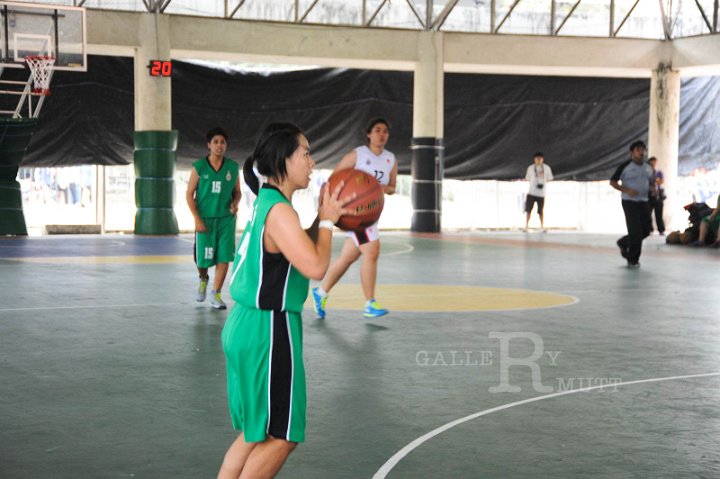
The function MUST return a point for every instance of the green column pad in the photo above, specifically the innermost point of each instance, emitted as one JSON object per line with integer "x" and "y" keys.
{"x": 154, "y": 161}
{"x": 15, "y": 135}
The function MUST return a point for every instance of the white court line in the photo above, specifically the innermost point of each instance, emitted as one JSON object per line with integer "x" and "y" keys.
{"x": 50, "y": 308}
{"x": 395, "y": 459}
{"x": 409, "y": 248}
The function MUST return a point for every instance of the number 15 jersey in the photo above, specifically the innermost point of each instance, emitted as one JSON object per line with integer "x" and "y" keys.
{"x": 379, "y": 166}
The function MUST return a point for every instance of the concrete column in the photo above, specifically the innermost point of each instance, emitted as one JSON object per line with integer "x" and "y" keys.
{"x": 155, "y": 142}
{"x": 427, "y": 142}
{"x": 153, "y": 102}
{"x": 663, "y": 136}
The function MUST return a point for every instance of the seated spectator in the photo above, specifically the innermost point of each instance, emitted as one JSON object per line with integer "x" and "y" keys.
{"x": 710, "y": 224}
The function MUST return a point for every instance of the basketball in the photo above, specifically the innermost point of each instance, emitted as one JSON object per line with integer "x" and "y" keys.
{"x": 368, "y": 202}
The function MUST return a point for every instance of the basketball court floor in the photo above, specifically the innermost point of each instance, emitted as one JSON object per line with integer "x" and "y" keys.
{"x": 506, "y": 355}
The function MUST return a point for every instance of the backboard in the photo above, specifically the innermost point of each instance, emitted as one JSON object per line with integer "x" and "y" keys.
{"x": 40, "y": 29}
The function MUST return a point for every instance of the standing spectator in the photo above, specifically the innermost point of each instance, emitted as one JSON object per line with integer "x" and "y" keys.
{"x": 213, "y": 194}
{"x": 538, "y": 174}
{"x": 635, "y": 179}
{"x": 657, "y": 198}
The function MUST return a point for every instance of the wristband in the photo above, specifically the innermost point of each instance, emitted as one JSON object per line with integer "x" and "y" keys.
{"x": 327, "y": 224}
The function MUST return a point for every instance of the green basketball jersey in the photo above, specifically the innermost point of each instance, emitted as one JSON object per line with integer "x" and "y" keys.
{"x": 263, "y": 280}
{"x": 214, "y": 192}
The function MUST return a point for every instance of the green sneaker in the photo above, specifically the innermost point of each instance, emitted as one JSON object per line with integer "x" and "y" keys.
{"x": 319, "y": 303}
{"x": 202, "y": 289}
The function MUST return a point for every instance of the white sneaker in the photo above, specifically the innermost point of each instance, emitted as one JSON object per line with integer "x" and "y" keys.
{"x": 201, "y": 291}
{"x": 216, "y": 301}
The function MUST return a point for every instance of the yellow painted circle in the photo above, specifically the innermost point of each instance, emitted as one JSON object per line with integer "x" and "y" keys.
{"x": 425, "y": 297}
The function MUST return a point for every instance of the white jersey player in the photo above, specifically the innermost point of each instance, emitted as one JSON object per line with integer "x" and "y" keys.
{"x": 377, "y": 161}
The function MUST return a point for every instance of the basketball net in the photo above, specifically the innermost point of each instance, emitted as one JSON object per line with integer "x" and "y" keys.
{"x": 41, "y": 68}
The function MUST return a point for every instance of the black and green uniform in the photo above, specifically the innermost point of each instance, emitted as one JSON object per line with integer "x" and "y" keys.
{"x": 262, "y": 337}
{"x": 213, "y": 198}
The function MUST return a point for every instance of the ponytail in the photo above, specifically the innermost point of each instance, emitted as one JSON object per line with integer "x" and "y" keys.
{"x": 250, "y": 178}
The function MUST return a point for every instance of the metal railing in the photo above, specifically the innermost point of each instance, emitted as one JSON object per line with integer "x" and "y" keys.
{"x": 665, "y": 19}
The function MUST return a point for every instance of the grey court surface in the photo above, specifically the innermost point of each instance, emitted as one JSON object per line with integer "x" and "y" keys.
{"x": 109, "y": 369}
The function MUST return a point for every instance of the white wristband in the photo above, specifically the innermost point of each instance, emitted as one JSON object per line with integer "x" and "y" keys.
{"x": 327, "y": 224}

================

### Prompt
Express the lines above, from the line containing "the white wristband" through the end of the records, as a JSON list of strings with one string per line and blank lines left out.

### Output of the task
[
  "The function MUST return a point for every instance of the white wristband in the photo above, specifically the innermost point of each instance, emitted as one JSON object per line with integer \"x\" and \"y\" keys.",
  "{\"x\": 327, \"y\": 224}"
]